● **WORK REQUIRED**: Give back the full set of entries exactly, keeping each line intact.

● **EXERCISE MATERIALS**:
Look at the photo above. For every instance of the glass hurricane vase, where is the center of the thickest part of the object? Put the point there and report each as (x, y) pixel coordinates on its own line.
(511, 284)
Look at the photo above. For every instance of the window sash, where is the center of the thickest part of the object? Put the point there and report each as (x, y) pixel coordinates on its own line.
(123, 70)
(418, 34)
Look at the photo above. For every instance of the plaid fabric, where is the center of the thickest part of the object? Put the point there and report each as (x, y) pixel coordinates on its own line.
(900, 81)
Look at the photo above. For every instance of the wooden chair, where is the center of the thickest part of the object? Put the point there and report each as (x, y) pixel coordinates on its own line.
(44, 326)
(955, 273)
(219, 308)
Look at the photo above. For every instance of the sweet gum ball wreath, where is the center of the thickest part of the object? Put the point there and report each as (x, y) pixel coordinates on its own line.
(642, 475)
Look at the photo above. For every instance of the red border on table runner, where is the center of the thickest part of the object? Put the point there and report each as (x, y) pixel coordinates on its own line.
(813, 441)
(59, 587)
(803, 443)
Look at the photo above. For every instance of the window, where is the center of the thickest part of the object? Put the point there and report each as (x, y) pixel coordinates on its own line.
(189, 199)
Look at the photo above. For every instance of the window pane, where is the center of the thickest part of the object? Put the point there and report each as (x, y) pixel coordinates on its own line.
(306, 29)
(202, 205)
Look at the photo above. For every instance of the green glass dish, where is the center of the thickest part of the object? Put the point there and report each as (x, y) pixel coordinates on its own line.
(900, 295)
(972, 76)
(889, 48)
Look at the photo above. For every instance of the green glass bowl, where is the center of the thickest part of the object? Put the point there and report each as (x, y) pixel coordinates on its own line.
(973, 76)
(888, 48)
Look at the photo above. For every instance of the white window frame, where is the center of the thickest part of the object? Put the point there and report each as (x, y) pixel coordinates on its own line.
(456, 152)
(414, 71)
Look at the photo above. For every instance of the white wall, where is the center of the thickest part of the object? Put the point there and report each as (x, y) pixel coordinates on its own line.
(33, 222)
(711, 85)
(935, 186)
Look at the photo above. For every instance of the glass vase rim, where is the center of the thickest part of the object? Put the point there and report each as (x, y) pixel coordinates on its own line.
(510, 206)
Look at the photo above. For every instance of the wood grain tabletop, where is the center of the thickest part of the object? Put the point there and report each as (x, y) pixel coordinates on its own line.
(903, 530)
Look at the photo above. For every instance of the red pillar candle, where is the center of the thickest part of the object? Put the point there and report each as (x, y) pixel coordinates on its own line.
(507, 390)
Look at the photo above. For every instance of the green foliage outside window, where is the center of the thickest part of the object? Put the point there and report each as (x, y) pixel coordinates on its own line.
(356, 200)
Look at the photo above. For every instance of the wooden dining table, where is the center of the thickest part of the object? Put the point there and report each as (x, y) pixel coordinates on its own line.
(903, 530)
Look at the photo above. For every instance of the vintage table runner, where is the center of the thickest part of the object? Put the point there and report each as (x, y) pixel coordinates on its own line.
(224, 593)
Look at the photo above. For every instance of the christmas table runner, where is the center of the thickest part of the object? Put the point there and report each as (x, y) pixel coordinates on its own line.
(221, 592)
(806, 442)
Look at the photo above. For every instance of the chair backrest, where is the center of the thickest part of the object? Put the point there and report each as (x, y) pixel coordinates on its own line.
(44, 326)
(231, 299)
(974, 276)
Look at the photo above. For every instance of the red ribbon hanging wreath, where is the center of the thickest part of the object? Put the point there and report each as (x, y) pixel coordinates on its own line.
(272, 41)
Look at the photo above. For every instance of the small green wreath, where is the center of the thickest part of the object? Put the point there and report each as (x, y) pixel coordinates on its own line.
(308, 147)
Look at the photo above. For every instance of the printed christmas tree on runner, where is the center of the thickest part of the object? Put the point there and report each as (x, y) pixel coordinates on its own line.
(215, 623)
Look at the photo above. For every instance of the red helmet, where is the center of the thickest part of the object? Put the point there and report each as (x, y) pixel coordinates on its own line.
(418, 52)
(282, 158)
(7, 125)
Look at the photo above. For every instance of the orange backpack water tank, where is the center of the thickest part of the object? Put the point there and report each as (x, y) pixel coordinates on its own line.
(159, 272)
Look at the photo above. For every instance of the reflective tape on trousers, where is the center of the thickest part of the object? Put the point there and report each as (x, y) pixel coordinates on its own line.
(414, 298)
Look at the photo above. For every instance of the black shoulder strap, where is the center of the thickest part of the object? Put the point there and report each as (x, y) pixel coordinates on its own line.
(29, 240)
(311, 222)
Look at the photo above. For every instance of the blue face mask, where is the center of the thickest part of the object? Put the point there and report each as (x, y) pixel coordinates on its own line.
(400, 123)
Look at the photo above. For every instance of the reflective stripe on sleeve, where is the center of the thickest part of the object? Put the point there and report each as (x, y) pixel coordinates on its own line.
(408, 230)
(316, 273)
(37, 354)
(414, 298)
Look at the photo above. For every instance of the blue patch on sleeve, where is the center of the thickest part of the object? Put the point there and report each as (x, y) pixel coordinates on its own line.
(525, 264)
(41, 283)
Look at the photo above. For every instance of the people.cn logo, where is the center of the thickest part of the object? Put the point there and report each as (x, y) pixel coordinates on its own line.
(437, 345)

● **RESPONSE**:
Look at the photo above. For every instance of the glass hurricane vase, where is the center of the thickest part of the object? Put the point there and report each as (x, y) pixel coordinates on its own line.
(511, 284)
Look at the photo above. For every instance of the window sash, where is the center of the thickest part of the object? Put the point there and report each as (x, y) pixel coordinates on its own line.
(123, 70)
(418, 34)
Look at the photo above. For every instance of the plaid fabric, where is the center of the thickest part of the object? Put the point there and report each as (x, y) pixel coordinates on its own line.
(900, 81)
Look at the photo above. For every instance of the wooden chair, where is the center of the thickest part of the object? Put the point there and report each as (x, y) pixel coordinates on its own line.
(44, 326)
(955, 273)
(219, 308)
Look at the photo above. For every instance of the sweet gum ball wreath, where is the center of the thickest part of the object? Put the point there and report each as (x, y) pixel coordinates on its own line.
(642, 475)
Look at the photo above. For every instance of the red border on table runner, where is the center of the thickest part of the object? Put the point there and report each as (x, y) pixel coordinates on its own line.
(813, 441)
(59, 587)
(803, 443)
Look at the photo above. For every instance of the window, where is the center of the thickest part of the object? Put the point there and report each as (x, y) pixel coordinates on its own line.
(189, 199)
Look at the photo above. For every instance of the window pane, where is the center of the thickest part of the object? Put the point there and report each as (x, y) pixel coordinates on its own line.
(306, 29)
(202, 205)
Look at the photo above. For every instance of the green glass dish, where is the center of the thickest part of the object? Put the point there and report each as (x, y) pixel coordinates on its own line.
(900, 295)
(972, 76)
(889, 48)
Look at the photo above. For every instance of the green glass bowl, where is the center of the thickest part of the object? Put the point there and report each as (x, y) pixel coordinates on its own line.
(973, 76)
(888, 48)
Look at the photo above. For every instance of the white window frame, where is the center of the thickest part of the object? Put the point there and report each as (x, y) pixel coordinates on its own line.
(456, 152)
(414, 71)
Look at the photo above. For every instance of the white wall, where is the center of the thickest part of the object? Put the point there and report each as (x, y) pixel coordinates on its own line.
(33, 222)
(711, 85)
(935, 186)
Look at the photo above. For every instance of the glass vase rim, where is the center of the thickest part of the object? Put the point there and report each as (x, y) pixel coordinates on its own line.
(510, 206)
Look at the photo above. For every instance of the wood grain tabletop, where is the center of the thickest part of the object? Put the point there and report each as (x, y) pixel coordinates on its own line.
(903, 530)
Look at the photo above. For every instance of the red pillar candle, where is the center of the thickest part of the object? Put the point there and report each as (x, y) pixel coordinates on its own line.
(507, 390)
Look at the photo above. For every instance of the green foliage outside window, where is the center of the thickest part of the object? Put the point there and report each as (x, y) pixel coordinates on its own line.
(356, 200)
Look at the photo above. For every instance of the wooden dining table, where is the center of the thickest part of the object? Put the point there and report each as (x, y) pixel coordinates on its own line.
(903, 530)
Look at the photo above. For every instance of the vintage table runner, where is the center of the thickest part of the object? Put the point there and report each as (x, y) pixel coordinates on its own line.
(224, 593)
Look at the photo above. For every instance of the christmas table runner, where is the center of the thickest part of the object? Put the point there and report each as (x, y) pixel coordinates on its own line.
(221, 592)
(806, 442)
Look at the photo above. For every instance of the chair backrest, where is the center of the thickest part of the object? Put the point there and report each as (x, y) pixel coordinates on its own line.
(44, 326)
(231, 299)
(974, 276)
Look at the photo above. For every instance of the red ribbon hanging wreath, where is the center of the thickest part of the object? Put the point there and report each as (x, y) pixel coordinates on its own line.
(272, 41)
Look at the photo above. For every instance of the small green wreath, where is the center of the thickest part of the object? Put the point there and report each as (x, y) pixel coordinates on its own line.
(308, 147)
Look at the photo above. For every instance of the printed christmas tree on runner, where is the center of the thickest part of the object? Put the point there and report each as (x, y) pixel coordinates on its own line.
(215, 623)
Look at the photo above. For every instance of the red helmet, where is the center of the thickest part of the object? Put the point there and report each as (x, y) pixel coordinates on its own line.
(418, 52)
(282, 158)
(7, 125)
Look at the photo above. For every instance of the orange backpack water tank, where is the center of the thickest part of the object? Put the point there and report each as (x, y) pixel coordinates on its own line.
(159, 272)
Look at the photo above. For every instance of the reflective tape on trousers, where is the center of the thickest part of the object? Put the point there and report each as (x, y) pixel coordinates on its own line.
(414, 298)
Look at the photo above. For every instance of the black shoulder strap, where is the center of the thickest part of the object? Put the point there and report each as (x, y) pixel coordinates on its own line.
(29, 240)
(311, 222)
Look at the photo above. For every instance of the blue face mask, where is the center of the thickest part of the object? Put the point there and report each as (x, y) pixel coordinates on its own line.
(400, 123)
Look at the photo above. For every instance of the reflective stripe on sleeve, where is the center of the thickest part of the object? Put the point there and report each as (x, y) pixel coordinates on its own line.
(408, 230)
(316, 273)
(37, 354)
(414, 298)
Look at the photo above. For every instance of the blue patch on sleeve, where is the center of the thickest part of the object? Put the point there and report each as (x, y) pixel coordinates on its own line.
(525, 264)
(41, 283)
Look at the photo above. For every instance of the people.cn logo, where is the center of the thickest part of the object? Put the point there and report each as (x, y) pixel coordinates on its own line.
(437, 345)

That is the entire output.